[GIVEN REQUEST]:
Copy out the entries below character for character, beginning with the line containing "Wildlife-survey input: mark every instance of the monitor base" and continuing through the line containing "point(256, 160)", both included.

◇ ◇ ◇ ◇ ◇ ◇ ◇

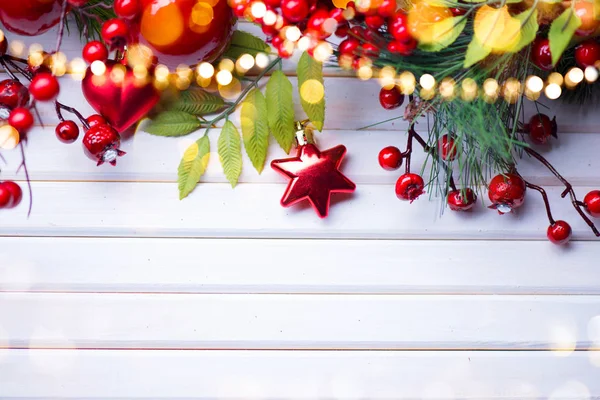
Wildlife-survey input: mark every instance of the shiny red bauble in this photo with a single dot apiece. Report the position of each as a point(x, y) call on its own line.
point(559, 232)
point(44, 87)
point(184, 31)
point(540, 54)
point(390, 98)
point(94, 51)
point(390, 158)
point(447, 148)
point(295, 10)
point(101, 143)
point(409, 187)
point(30, 17)
point(541, 128)
point(67, 131)
point(506, 192)
point(592, 203)
point(461, 200)
point(15, 194)
point(13, 93)
point(21, 119)
point(587, 53)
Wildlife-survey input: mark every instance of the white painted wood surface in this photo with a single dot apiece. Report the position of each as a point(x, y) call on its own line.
point(114, 289)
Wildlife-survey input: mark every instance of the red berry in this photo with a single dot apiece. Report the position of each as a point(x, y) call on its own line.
point(295, 10)
point(67, 131)
point(540, 128)
point(115, 32)
point(127, 8)
point(587, 53)
point(540, 54)
point(16, 194)
point(398, 27)
point(409, 187)
point(461, 200)
point(101, 143)
point(13, 93)
point(390, 158)
point(390, 98)
point(447, 147)
point(44, 87)
point(21, 119)
point(592, 203)
point(559, 232)
point(94, 51)
point(506, 192)
point(95, 119)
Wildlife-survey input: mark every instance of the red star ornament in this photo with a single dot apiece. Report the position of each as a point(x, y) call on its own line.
point(314, 175)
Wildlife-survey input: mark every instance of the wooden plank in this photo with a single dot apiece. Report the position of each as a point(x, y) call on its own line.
point(296, 375)
point(299, 321)
point(296, 266)
point(253, 210)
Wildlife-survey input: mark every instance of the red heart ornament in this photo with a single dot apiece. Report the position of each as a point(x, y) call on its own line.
point(121, 98)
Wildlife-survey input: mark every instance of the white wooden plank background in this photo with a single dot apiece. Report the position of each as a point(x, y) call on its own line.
point(114, 289)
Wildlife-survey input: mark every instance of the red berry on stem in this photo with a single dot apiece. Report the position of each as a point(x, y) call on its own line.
point(21, 119)
point(67, 131)
point(409, 187)
point(587, 53)
point(16, 194)
point(592, 203)
point(461, 200)
point(390, 158)
point(390, 98)
point(540, 54)
point(95, 51)
point(44, 87)
point(447, 147)
point(559, 232)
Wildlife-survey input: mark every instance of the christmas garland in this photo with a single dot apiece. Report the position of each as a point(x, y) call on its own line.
point(467, 66)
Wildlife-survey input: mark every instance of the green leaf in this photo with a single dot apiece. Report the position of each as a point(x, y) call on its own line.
point(561, 31)
point(172, 123)
point(198, 102)
point(230, 152)
point(311, 89)
point(280, 107)
point(192, 166)
point(255, 128)
point(529, 28)
point(475, 52)
point(449, 29)
point(245, 43)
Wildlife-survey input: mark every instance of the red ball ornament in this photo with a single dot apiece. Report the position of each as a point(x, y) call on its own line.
point(592, 203)
point(13, 94)
point(506, 192)
point(390, 158)
point(541, 128)
point(184, 31)
point(390, 98)
point(447, 148)
point(540, 54)
point(30, 17)
point(559, 232)
point(21, 119)
point(409, 187)
point(16, 194)
point(461, 200)
point(44, 87)
point(67, 131)
point(587, 53)
point(101, 143)
point(94, 51)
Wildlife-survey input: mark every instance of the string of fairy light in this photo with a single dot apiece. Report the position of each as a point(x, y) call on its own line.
point(225, 72)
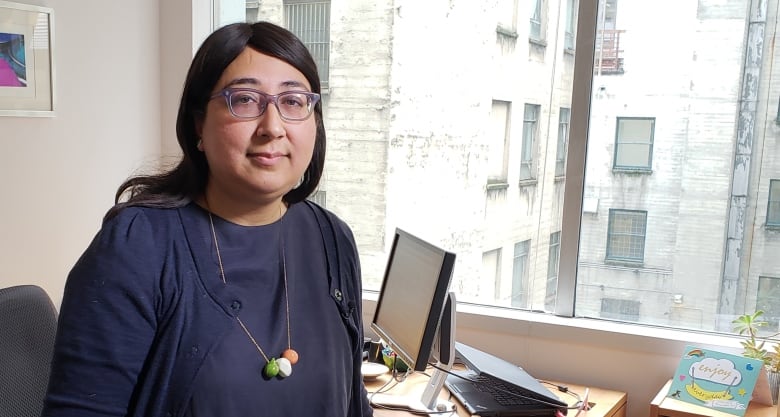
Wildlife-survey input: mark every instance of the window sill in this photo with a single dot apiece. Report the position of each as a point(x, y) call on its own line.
point(537, 42)
point(509, 33)
point(625, 262)
point(632, 171)
point(496, 323)
point(497, 185)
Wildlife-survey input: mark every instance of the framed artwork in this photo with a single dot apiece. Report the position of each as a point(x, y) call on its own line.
point(26, 60)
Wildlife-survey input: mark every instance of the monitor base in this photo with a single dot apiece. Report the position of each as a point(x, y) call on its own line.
point(404, 402)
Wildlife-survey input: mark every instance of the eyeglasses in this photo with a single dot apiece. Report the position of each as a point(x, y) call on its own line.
point(246, 103)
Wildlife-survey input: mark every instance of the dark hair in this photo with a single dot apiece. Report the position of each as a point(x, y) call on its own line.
point(187, 180)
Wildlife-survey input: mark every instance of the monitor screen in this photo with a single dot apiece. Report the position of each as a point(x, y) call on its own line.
point(412, 298)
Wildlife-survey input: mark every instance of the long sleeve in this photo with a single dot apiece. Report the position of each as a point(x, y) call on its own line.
point(107, 321)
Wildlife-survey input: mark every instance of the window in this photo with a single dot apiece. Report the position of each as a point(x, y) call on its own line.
point(499, 142)
point(625, 310)
point(507, 15)
point(520, 275)
point(626, 235)
point(552, 270)
point(310, 20)
point(773, 208)
point(563, 140)
point(491, 270)
point(634, 143)
point(319, 197)
point(411, 147)
point(530, 131)
point(536, 20)
point(571, 20)
point(769, 302)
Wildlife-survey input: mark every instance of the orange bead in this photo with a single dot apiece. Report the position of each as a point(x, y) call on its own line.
point(291, 356)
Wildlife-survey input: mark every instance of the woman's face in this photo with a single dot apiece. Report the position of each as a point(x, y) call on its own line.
point(256, 160)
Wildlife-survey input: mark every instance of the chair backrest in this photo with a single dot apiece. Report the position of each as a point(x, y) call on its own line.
point(28, 324)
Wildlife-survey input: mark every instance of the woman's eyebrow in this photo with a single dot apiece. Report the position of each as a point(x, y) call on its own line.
point(256, 82)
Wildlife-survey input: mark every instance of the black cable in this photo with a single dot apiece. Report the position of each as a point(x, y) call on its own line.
point(516, 394)
point(395, 380)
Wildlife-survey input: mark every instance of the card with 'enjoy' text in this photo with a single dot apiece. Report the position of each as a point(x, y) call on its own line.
point(715, 380)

◇ ◇ ◇ ◇ ◇ ◇ ◇

[PROBLEM SOLUTION]:
Wildlife-survey input: mark every instance of the monitor base in this photo with a single dot apiece. Report the position of each as a point(x, y) call on its own line.
point(404, 402)
Wildlife-survey input: mark every instance of the eyeglasses in this photo with a single dot apiece. Report the position of each as a point(x, y) call on its own line.
point(246, 103)
Wildlife-survey input: mark every instance of the dark hair in this photo with a single dot apiece. Report the position of each as a point(x, y) call on its own line.
point(187, 180)
Wildlife-survey input: mark every instance of the monitor screen in this photo with a single dot apiece. Report the position of each as a point(x, y) call on its own line.
point(412, 298)
Wildlife-survey input: mark every instance of the long sleeve in this photo with a single dot apiece. Report the position of each as a point(x, y) call on its own line.
point(107, 321)
Wildlife-survey input: mark every instance of the window in this photo with a single dot apiece. Report the position of each as a point(x, y) call on its own line.
point(499, 142)
point(625, 310)
point(507, 15)
point(520, 275)
point(626, 235)
point(552, 270)
point(310, 20)
point(773, 208)
point(563, 140)
point(491, 270)
point(634, 143)
point(319, 197)
point(411, 147)
point(530, 131)
point(536, 20)
point(571, 20)
point(769, 302)
Wildlife-survey input: mark every instance of the orange bead in this photo with a single dot apiece. Report the position of each as a point(x, y) call on its own line.
point(291, 356)
Wildlife-survey input: mark every instance of the woman's face in this photo with a single dot apiece. Report the position of each as a point(x, y) call on its own line.
point(256, 160)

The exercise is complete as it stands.